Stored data
::::::::

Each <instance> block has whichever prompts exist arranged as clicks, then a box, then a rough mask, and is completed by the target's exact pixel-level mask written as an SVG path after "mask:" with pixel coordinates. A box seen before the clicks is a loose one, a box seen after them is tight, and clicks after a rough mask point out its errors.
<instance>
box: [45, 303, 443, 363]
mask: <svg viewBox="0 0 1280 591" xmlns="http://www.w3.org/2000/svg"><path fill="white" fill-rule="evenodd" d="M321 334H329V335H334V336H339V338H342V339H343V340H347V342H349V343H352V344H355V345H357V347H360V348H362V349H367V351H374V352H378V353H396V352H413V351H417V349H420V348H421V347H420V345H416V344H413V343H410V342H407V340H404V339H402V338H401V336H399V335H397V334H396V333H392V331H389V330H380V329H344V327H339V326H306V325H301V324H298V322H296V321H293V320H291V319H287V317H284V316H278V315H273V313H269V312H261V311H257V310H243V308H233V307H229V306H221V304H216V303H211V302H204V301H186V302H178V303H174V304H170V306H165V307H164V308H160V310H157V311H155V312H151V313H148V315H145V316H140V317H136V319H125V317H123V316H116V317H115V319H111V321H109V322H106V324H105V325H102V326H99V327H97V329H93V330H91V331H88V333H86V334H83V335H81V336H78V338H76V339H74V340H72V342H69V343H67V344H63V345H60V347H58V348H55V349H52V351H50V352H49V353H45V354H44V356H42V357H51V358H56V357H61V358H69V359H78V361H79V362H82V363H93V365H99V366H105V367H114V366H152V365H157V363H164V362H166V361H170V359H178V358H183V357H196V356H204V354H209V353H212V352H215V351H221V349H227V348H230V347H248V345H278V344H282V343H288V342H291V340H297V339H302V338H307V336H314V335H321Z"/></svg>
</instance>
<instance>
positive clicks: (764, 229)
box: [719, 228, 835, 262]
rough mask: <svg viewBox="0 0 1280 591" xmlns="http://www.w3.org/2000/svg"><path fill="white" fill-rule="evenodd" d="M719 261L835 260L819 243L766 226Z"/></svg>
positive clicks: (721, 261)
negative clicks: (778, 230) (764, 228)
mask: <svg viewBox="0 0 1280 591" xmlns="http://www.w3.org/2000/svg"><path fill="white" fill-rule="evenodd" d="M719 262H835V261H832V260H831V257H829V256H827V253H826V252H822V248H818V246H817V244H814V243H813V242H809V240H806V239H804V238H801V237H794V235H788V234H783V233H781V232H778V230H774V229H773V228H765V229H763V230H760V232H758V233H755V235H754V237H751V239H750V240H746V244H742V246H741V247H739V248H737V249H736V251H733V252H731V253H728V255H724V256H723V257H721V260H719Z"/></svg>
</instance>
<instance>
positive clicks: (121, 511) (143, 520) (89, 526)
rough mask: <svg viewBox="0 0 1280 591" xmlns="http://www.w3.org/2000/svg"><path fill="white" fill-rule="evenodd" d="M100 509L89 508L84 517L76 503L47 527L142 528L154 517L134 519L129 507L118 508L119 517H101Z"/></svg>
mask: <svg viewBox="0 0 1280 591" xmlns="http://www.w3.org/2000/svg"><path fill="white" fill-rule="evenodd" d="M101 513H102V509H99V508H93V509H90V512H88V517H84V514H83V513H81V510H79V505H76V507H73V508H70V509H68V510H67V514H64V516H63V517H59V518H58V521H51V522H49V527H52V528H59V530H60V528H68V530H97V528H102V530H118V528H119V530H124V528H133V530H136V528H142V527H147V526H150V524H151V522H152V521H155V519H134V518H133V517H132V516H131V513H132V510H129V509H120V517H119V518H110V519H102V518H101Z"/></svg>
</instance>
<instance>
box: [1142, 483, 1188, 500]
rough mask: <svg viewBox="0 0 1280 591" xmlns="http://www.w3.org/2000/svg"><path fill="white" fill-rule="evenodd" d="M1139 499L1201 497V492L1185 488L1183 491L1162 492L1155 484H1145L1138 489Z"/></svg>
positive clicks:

::::::::

● **WORK TO COMPLETE**:
Reproduce every record, matching each line exactly.

● **THE ANSWER**:
Each <instance> block has whichever prompts exist arranged as clicks, then a box, then a rough mask, and is completed by the target's exact pixel-level mask written as an SVG path after "mask:" with pixel coordinates. A box seen before the clicks is a loose one, a box seen after them is tight, and clicks after a rough mask point out its errors.
<instance>
box: [45, 303, 443, 363]
mask: <svg viewBox="0 0 1280 591" xmlns="http://www.w3.org/2000/svg"><path fill="white" fill-rule="evenodd" d="M321 334H329V335H334V336H339V338H342V339H343V340H347V342H349V343H352V344H355V345H357V347H360V348H362V349H367V351H374V352H378V353H396V352H413V351H417V349H420V348H421V347H420V345H416V344H413V343H410V342H407V340H404V339H402V338H401V336H399V335H397V334H396V333H392V331H389V330H380V329H344V327H339V326H306V325H301V324H298V322H296V321H293V320H291V319H287V317H284V316H278V315H273V313H269V312H261V311H257V310H243V308H233V307H229V306H221V304H216V303H211V302H204V301H186V302H178V303H174V304H170V306H165V307H164V308H160V310H157V311H155V312H151V313H148V315H145V316H140V317H136V319H125V317H123V316H116V317H115V319H111V321H109V322H106V324H105V325H102V326H99V327H97V329H93V330H91V331H88V333H86V334H83V335H81V336H78V338H76V339H74V340H72V342H69V343H67V344H63V345H60V347H58V348H55V349H52V351H50V352H49V353H45V354H44V356H42V357H51V358H56V357H61V358H69V359H78V361H79V362H82V363H93V365H99V366H105V367H114V366H152V365H157V363H164V362H166V361H170V359H178V358H183V357H196V356H204V354H209V353H212V352H215V351H221V349H227V348H230V347H248V345H278V344H282V343H288V342H291V340H297V339H302V338H307V336H314V335H321Z"/></svg>
</instance>
<instance>
positive clicks: (764, 229)
box: [719, 228, 835, 262]
rough mask: <svg viewBox="0 0 1280 591" xmlns="http://www.w3.org/2000/svg"><path fill="white" fill-rule="evenodd" d="M719 261L835 260L819 243L766 226Z"/></svg>
positive clicks: (721, 261)
negative clicks: (778, 230) (764, 228)
mask: <svg viewBox="0 0 1280 591" xmlns="http://www.w3.org/2000/svg"><path fill="white" fill-rule="evenodd" d="M719 262H835V261H832V260H831V257H829V256H827V253H826V252H822V248H818V246H817V244H814V243H813V242H809V240H806V239H804V238H801V237H794V235H788V234H783V233H781V232H778V230H774V229H773V228H765V229H763V230H760V232H758V233H755V235H754V237H751V239H750V240H746V244H742V246H741V247H739V248H737V249H736V251H733V252H731V253H728V255H724V256H723V257H721V260H719Z"/></svg>
</instance>
<instance>
positive clicks: (121, 511) (143, 520) (89, 526)
rough mask: <svg viewBox="0 0 1280 591" xmlns="http://www.w3.org/2000/svg"><path fill="white" fill-rule="evenodd" d="M100 509L89 508L84 517L76 503L47 527L142 528L154 517L134 519L129 507L118 508L119 517H101Z"/></svg>
mask: <svg viewBox="0 0 1280 591" xmlns="http://www.w3.org/2000/svg"><path fill="white" fill-rule="evenodd" d="M101 513H102V509H99V508H93V509H90V512H88V517H84V514H83V513H81V510H79V505H76V507H73V508H70V509H68V510H67V514H64V516H63V517H59V518H58V521H51V522H49V527H52V528H59V530H60V528H68V530H97V528H102V530H118V528H119V530H124V528H133V530H136V528H142V527H147V526H150V524H151V522H152V521H155V519H134V518H133V517H132V516H131V513H132V510H129V509H120V517H119V518H110V519H102V518H101Z"/></svg>
</instance>
<instance>
box: [1142, 483, 1188, 500]
rough mask: <svg viewBox="0 0 1280 591" xmlns="http://www.w3.org/2000/svg"><path fill="white" fill-rule="evenodd" d="M1139 499L1201 497V492L1185 488L1183 491L1162 492L1155 484H1145L1138 489Z"/></svg>
positive clicks:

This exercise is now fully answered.